(Point-per-instance localization data)
==================================================
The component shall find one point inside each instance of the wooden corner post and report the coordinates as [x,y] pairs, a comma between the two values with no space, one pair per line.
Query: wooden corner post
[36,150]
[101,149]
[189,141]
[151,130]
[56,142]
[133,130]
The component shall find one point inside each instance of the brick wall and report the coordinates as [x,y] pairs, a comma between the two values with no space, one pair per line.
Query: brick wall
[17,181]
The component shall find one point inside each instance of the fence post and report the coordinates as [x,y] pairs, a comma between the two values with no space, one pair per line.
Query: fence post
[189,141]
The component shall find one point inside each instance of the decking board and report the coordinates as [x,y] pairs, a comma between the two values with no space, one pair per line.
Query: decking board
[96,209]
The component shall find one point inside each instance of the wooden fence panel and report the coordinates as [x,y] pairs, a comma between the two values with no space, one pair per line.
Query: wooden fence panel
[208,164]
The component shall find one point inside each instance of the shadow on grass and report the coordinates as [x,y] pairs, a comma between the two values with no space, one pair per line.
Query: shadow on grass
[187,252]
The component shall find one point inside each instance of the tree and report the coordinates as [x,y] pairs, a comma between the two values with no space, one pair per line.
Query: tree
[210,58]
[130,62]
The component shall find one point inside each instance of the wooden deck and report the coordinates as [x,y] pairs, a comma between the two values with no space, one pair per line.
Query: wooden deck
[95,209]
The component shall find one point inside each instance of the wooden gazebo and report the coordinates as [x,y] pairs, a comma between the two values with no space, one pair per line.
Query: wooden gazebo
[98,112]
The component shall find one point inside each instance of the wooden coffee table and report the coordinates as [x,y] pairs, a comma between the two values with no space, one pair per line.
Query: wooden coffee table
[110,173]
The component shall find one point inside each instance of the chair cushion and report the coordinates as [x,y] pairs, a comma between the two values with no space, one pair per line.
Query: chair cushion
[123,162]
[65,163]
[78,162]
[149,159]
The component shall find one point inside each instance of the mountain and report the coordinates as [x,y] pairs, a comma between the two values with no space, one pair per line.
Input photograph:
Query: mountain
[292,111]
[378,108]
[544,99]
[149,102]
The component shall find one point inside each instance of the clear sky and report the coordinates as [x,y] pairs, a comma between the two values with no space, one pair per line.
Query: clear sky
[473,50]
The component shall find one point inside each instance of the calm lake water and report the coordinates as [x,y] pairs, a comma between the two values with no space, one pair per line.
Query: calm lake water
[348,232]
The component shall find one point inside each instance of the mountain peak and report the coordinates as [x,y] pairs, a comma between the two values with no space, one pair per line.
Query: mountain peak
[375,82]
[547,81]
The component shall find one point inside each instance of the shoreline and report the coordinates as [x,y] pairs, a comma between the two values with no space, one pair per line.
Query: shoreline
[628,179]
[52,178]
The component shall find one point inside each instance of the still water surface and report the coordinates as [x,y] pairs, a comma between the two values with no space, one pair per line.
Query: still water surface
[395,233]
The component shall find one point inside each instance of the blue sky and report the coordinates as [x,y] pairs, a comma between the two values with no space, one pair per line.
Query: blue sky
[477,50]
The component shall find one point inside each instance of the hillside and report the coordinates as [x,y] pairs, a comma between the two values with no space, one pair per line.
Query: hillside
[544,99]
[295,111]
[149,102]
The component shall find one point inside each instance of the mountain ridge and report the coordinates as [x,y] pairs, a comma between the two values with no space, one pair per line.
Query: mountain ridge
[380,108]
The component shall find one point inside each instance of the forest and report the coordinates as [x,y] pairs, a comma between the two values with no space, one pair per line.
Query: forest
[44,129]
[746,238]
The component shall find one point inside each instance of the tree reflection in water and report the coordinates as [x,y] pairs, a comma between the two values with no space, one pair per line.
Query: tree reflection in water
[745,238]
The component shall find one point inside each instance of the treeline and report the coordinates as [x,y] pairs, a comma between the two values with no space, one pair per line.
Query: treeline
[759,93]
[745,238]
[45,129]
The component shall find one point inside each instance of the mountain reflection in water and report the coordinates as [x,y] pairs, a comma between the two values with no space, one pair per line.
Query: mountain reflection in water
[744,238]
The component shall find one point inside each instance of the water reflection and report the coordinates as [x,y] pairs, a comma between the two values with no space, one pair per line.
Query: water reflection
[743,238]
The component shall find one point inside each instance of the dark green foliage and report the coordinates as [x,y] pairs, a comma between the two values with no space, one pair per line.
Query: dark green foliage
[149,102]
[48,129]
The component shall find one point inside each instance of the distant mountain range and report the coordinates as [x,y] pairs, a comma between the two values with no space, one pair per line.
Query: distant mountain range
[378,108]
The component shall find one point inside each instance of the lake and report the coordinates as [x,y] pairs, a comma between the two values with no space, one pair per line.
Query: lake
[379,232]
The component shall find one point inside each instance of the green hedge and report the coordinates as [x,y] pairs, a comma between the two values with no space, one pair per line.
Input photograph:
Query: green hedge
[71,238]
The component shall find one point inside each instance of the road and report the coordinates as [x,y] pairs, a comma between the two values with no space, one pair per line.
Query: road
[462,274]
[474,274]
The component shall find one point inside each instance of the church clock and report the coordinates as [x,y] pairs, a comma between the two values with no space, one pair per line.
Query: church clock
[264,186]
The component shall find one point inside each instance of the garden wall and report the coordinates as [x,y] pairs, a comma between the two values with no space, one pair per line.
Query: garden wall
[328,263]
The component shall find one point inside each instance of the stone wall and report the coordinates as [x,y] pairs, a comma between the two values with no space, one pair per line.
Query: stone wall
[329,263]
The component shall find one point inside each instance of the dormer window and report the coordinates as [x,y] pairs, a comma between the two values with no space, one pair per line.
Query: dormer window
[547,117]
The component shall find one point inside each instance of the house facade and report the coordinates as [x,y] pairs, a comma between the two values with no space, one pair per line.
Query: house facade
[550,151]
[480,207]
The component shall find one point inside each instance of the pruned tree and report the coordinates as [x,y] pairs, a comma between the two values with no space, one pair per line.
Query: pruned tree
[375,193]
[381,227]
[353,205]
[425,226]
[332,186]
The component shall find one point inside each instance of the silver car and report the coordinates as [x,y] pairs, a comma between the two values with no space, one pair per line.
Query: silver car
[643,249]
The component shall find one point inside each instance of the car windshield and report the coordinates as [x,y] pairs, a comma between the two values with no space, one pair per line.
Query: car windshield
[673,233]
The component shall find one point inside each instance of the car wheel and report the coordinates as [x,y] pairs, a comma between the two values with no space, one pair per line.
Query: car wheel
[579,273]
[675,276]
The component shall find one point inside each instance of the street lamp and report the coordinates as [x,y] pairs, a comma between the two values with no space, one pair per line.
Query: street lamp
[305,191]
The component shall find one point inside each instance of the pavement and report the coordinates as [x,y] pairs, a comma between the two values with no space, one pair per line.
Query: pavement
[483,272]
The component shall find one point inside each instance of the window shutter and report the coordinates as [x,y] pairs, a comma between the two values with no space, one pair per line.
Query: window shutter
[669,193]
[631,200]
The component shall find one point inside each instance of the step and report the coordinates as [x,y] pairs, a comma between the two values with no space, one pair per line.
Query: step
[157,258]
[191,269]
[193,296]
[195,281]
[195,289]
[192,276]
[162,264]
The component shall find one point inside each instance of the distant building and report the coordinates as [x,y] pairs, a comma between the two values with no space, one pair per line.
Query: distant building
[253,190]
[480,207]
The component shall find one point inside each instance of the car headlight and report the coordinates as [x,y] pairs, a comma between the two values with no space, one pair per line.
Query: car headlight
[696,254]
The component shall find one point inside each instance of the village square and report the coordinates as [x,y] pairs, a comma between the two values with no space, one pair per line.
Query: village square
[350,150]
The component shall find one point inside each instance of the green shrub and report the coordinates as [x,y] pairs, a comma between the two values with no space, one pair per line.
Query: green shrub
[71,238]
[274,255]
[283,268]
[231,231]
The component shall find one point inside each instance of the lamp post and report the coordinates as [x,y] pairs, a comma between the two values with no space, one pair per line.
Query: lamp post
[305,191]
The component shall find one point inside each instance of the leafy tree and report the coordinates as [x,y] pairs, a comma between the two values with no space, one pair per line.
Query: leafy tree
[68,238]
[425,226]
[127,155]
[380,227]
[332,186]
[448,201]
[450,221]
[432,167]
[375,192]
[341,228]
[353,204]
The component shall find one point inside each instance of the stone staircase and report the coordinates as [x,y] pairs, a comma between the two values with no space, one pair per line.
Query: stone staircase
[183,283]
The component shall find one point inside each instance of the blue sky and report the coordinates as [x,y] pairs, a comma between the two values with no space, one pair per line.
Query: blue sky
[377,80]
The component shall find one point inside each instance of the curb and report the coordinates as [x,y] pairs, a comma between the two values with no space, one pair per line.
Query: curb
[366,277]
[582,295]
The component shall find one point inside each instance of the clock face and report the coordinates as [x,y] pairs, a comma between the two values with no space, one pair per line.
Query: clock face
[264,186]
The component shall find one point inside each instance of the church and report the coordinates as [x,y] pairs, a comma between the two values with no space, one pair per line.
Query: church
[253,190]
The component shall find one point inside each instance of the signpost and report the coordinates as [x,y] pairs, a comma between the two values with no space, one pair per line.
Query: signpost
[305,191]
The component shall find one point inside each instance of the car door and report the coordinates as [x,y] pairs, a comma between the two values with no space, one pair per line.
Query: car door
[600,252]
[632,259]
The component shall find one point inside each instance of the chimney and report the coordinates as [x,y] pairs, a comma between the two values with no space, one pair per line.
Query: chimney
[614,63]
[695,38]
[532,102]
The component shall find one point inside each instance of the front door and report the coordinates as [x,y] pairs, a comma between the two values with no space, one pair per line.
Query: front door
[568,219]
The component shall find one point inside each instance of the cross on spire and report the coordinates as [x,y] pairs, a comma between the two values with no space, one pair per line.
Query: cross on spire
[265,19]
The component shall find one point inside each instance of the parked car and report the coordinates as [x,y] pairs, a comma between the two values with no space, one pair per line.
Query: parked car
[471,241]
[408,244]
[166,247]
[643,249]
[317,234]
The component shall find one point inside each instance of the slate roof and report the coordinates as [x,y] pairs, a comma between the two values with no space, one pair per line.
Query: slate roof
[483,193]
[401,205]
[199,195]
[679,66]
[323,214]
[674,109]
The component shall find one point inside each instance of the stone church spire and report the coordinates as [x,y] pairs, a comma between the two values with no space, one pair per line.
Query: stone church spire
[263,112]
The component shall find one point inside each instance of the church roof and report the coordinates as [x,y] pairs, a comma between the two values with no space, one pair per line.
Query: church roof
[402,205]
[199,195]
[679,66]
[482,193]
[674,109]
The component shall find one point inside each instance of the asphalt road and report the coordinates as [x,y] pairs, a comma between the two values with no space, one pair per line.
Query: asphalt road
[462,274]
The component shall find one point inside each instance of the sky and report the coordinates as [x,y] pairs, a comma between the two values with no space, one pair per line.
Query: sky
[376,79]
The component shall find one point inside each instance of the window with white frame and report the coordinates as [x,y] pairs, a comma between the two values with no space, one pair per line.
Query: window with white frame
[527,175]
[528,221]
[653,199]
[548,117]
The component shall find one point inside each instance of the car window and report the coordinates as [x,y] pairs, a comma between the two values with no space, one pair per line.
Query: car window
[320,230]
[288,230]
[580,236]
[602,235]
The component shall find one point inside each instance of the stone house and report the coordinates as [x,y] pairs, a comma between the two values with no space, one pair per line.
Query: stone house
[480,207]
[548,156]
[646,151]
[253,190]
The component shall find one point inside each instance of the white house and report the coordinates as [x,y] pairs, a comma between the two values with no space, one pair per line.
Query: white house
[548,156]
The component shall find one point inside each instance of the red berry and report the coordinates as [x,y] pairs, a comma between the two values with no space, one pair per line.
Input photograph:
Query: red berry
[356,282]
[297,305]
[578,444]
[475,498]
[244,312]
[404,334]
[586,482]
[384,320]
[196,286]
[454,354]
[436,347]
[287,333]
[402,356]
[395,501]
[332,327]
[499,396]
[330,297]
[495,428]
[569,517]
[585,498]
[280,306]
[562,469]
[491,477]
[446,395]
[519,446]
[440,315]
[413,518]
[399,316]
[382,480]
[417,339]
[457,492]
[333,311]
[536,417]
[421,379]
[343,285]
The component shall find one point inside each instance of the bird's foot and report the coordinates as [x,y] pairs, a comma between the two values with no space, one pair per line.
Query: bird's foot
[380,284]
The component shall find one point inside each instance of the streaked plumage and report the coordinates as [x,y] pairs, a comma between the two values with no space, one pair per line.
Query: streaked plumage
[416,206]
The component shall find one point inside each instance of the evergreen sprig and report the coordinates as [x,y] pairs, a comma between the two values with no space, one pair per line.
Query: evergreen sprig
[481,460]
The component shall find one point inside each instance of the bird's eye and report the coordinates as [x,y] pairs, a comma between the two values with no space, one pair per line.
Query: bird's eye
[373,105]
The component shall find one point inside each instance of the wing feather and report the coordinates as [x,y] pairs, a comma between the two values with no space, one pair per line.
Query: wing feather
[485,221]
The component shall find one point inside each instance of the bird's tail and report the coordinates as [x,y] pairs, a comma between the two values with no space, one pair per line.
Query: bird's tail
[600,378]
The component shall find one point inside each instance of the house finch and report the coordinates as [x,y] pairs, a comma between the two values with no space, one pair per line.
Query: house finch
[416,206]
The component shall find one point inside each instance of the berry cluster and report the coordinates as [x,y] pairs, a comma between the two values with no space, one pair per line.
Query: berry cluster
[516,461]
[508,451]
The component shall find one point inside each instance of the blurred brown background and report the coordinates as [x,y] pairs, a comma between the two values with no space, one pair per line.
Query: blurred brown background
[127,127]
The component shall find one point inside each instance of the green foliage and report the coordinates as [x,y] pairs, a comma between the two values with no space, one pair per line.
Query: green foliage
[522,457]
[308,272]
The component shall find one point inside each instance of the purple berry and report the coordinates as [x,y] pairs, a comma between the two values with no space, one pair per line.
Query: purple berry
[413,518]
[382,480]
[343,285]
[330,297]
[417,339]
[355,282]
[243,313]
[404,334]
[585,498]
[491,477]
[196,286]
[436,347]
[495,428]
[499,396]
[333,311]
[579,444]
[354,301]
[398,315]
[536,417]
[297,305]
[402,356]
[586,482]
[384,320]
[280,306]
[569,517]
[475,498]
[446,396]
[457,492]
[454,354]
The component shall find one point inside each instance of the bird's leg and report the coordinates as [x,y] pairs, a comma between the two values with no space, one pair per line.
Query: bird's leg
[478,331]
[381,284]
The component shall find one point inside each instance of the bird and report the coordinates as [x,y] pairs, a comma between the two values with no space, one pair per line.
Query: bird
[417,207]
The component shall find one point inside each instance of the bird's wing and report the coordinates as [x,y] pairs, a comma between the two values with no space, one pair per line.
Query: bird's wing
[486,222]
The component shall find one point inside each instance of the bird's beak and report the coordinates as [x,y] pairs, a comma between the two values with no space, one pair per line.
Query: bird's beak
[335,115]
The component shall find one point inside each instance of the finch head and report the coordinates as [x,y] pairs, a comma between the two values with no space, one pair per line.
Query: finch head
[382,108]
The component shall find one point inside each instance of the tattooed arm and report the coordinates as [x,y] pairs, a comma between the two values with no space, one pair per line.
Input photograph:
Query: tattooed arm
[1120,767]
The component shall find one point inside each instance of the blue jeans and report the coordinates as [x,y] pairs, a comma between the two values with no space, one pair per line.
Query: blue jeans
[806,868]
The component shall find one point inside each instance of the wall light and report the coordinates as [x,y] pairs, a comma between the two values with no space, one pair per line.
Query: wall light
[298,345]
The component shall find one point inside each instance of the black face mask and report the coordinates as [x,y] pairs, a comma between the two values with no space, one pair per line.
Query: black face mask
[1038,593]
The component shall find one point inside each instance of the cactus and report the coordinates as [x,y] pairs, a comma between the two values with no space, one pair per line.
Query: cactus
==================================================
_EXERCISE BRIEF:_
For the word "cactus", state how many lines of the entries contain it, with nothing else.

_RESULT FOR THIS TASK:_
2